> _What the exercise asks_
From the entries, copy each line that includes "asphalt".

> _Dataset_
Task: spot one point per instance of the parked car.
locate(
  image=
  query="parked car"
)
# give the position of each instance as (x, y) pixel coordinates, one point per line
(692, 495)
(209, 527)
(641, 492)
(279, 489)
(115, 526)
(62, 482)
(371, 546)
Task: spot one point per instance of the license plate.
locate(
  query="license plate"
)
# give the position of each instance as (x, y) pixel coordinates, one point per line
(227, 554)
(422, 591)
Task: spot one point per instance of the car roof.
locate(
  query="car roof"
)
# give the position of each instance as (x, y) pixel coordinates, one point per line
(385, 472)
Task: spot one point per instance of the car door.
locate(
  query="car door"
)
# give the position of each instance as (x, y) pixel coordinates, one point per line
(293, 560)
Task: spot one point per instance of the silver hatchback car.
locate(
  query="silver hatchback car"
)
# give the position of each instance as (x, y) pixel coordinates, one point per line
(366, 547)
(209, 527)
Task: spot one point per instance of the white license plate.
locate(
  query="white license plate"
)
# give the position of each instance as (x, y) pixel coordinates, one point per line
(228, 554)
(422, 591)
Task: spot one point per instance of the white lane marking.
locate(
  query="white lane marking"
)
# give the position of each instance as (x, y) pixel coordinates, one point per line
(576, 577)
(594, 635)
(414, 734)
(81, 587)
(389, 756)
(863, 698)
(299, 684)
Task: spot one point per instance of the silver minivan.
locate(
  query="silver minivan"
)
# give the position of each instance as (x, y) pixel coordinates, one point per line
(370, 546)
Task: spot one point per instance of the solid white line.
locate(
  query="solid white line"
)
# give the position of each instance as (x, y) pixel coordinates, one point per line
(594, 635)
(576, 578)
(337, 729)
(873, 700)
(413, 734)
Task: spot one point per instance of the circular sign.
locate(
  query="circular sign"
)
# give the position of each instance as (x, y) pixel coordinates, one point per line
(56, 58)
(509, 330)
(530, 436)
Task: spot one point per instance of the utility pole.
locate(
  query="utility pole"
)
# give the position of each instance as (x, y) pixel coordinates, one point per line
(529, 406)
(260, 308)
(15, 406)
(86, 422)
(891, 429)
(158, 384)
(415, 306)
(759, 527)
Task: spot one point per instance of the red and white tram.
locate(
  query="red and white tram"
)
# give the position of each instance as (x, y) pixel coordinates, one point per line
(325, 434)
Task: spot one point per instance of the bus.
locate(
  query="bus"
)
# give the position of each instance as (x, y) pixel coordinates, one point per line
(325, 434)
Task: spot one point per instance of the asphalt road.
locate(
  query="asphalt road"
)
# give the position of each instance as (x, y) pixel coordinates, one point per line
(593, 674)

> _Response below_
Task: spot one point per instance of the asphalt road.
  query="asphalt road"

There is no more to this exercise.